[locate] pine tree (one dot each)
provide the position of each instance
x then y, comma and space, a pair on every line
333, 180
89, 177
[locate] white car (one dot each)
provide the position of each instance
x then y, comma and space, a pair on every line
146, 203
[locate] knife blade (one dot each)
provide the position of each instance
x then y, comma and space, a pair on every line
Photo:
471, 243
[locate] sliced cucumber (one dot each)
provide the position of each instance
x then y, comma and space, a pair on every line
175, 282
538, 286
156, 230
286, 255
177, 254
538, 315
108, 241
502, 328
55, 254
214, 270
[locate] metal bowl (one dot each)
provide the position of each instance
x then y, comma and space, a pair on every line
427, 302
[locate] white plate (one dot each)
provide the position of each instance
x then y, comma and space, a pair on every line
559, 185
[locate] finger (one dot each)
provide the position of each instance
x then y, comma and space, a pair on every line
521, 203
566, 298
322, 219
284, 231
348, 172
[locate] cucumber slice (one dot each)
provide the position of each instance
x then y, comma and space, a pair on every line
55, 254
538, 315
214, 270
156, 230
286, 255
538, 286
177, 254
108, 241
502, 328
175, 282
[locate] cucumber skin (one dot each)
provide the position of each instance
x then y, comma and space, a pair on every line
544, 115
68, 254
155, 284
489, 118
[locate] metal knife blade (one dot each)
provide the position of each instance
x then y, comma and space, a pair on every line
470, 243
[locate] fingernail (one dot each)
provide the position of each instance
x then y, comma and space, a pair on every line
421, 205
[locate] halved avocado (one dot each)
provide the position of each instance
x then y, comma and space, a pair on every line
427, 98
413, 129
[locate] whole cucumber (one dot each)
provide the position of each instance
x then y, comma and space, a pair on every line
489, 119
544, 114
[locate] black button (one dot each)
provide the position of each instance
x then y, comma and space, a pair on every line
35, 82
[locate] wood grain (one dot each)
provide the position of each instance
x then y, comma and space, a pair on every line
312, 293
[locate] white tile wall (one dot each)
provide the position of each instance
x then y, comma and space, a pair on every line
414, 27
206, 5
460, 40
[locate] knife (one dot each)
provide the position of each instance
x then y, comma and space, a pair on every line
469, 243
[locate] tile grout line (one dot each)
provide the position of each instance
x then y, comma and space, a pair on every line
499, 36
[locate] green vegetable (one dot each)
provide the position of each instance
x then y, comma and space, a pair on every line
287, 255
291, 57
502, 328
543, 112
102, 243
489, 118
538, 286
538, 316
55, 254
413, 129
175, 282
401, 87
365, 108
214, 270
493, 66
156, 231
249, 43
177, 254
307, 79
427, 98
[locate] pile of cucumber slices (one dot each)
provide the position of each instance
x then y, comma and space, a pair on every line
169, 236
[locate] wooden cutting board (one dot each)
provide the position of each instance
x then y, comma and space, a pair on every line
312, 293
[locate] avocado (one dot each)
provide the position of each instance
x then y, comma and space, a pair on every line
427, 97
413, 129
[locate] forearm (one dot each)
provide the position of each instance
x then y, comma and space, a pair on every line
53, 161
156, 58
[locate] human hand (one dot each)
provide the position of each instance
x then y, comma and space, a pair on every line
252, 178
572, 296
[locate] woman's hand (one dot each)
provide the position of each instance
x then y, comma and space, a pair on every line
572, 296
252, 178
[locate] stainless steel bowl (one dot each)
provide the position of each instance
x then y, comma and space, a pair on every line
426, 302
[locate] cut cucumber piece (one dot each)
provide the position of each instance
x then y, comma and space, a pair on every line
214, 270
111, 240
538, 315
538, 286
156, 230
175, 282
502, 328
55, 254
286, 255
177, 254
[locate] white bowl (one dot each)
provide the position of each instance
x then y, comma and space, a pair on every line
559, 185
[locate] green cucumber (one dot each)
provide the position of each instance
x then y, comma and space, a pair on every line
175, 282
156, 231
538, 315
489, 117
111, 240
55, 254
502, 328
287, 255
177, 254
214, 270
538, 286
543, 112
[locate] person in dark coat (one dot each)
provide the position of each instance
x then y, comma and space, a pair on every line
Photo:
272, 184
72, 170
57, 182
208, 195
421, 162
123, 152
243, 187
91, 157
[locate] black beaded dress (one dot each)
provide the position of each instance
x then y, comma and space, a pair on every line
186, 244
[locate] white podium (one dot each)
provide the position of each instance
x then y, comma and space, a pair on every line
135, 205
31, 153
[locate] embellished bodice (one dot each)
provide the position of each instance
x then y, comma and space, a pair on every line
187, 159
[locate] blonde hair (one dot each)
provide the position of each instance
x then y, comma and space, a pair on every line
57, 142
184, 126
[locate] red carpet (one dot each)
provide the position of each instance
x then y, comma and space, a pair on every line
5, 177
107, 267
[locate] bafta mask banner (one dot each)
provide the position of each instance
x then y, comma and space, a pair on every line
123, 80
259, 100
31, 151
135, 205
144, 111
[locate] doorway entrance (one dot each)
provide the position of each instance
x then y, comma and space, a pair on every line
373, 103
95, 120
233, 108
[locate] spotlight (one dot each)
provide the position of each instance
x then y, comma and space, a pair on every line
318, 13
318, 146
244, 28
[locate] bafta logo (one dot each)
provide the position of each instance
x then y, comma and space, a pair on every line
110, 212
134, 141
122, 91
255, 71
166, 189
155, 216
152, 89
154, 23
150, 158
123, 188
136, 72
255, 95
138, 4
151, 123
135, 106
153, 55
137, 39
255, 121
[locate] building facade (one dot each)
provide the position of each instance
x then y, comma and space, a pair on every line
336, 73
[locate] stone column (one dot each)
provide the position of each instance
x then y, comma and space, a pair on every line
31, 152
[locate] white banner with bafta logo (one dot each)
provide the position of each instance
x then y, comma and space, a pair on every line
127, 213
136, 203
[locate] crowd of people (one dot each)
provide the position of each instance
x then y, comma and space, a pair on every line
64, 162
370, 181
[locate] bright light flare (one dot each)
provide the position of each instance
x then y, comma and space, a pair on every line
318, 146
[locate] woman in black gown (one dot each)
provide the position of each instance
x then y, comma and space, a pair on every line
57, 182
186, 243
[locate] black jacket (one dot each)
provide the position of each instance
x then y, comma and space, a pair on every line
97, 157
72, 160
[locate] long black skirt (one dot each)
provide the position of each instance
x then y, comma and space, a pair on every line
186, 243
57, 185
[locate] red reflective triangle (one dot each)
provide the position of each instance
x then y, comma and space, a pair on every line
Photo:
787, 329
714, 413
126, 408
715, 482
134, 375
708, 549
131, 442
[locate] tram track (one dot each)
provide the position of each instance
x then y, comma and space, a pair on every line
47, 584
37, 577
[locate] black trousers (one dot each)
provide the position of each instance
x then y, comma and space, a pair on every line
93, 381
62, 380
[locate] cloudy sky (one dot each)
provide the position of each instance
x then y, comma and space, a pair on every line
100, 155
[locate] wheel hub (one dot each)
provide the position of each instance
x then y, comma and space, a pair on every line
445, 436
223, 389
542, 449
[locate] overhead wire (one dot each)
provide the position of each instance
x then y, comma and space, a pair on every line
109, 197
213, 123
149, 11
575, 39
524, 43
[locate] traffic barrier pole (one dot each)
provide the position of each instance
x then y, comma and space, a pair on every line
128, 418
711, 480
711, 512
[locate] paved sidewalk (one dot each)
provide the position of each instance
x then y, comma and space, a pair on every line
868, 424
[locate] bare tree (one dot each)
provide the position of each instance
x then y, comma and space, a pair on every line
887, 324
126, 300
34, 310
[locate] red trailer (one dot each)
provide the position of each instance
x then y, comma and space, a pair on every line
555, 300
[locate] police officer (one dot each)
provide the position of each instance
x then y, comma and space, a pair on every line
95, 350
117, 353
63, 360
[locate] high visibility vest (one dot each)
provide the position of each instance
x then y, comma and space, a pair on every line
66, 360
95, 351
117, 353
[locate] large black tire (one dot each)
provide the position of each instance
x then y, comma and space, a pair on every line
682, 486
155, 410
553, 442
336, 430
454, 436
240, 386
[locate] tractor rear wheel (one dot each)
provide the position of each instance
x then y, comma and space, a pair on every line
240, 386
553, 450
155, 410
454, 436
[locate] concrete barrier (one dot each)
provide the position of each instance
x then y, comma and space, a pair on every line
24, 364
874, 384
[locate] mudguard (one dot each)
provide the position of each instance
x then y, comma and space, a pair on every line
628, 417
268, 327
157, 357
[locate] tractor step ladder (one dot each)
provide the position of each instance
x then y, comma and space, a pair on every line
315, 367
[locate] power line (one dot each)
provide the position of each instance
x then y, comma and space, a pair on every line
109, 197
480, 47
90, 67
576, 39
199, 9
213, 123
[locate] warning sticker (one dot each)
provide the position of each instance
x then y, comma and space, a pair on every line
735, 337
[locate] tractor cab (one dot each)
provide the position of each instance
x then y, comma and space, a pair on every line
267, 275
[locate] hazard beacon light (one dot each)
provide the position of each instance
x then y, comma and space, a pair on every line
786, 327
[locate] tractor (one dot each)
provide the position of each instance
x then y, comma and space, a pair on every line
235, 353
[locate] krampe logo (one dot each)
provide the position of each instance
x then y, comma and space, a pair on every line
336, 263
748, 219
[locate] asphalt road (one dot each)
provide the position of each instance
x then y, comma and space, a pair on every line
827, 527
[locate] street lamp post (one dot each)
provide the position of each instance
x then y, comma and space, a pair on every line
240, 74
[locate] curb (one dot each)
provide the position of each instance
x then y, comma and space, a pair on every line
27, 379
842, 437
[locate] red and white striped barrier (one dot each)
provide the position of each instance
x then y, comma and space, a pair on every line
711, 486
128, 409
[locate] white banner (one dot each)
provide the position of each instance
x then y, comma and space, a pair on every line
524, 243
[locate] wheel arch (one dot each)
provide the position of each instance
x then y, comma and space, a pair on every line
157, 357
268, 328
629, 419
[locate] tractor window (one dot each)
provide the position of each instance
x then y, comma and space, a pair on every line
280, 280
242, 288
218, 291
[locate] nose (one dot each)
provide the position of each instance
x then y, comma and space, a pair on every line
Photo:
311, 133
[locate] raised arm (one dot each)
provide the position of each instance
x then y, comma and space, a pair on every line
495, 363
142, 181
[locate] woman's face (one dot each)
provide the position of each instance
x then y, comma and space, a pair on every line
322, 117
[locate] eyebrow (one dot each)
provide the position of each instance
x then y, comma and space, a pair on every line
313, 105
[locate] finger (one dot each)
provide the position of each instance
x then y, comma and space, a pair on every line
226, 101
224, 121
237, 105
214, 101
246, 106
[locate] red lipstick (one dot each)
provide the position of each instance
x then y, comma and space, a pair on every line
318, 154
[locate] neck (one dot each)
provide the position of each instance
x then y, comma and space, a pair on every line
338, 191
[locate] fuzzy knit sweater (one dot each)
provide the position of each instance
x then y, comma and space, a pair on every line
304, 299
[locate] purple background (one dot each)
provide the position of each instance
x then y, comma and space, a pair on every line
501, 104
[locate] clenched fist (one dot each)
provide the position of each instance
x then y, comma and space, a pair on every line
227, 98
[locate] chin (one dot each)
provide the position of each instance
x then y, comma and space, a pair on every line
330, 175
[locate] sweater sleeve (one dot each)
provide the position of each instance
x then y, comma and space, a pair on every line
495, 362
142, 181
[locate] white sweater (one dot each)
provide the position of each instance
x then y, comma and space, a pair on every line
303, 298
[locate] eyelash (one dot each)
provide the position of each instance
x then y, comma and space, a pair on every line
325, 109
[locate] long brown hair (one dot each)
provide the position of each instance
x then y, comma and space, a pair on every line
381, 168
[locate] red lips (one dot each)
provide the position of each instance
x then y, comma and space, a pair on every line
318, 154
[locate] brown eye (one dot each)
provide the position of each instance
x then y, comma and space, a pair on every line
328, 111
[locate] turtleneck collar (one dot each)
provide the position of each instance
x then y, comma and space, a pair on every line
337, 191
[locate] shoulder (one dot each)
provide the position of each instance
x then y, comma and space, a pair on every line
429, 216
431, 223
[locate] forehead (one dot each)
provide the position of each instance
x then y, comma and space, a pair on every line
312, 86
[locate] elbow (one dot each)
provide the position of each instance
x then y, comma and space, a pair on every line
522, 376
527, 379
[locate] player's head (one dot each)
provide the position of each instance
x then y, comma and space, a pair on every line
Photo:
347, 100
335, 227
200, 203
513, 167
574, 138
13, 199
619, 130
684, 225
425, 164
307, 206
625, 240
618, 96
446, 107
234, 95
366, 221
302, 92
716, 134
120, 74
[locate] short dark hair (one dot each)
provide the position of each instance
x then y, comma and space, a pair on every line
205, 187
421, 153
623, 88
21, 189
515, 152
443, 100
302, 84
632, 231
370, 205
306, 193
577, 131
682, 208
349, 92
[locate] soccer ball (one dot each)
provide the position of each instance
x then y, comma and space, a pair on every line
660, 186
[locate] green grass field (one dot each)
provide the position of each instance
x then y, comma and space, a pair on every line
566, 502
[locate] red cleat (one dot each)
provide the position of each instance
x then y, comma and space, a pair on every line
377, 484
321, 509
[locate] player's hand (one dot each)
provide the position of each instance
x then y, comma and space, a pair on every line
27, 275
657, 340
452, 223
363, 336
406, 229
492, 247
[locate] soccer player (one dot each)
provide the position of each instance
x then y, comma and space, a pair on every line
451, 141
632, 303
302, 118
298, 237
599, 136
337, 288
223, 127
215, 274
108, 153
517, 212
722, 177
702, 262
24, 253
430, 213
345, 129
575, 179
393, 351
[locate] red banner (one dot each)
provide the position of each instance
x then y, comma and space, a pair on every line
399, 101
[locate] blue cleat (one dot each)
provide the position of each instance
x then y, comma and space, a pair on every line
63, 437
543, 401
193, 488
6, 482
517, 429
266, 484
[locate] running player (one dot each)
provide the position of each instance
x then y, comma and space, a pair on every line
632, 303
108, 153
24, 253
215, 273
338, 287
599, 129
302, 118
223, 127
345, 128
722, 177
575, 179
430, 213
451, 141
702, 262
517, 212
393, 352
++++++++++
TO BE DONE:
Take every line from the one containing "[locate] red banner (one dot each)" to the end of the listing and output it exactly, with nothing else.

THE RESULT:
[locate] red banner (one dot each)
provide the position of each instance
x then y, comma and space, a pair on every line
399, 101
[locate] blue cleat (one dot each)
provide the position of each instance
x then y, comma and space, a pair on every line
63, 437
543, 401
193, 488
6, 482
517, 429
266, 484
[locate] running player (one dot each)
provide the position of each instance
x then y, comma and space, a pair on every line
632, 303
108, 153
24, 253
215, 273
338, 287
599, 129
302, 118
223, 127
345, 128
722, 177
575, 179
430, 213
451, 141
702, 262
517, 212
393, 352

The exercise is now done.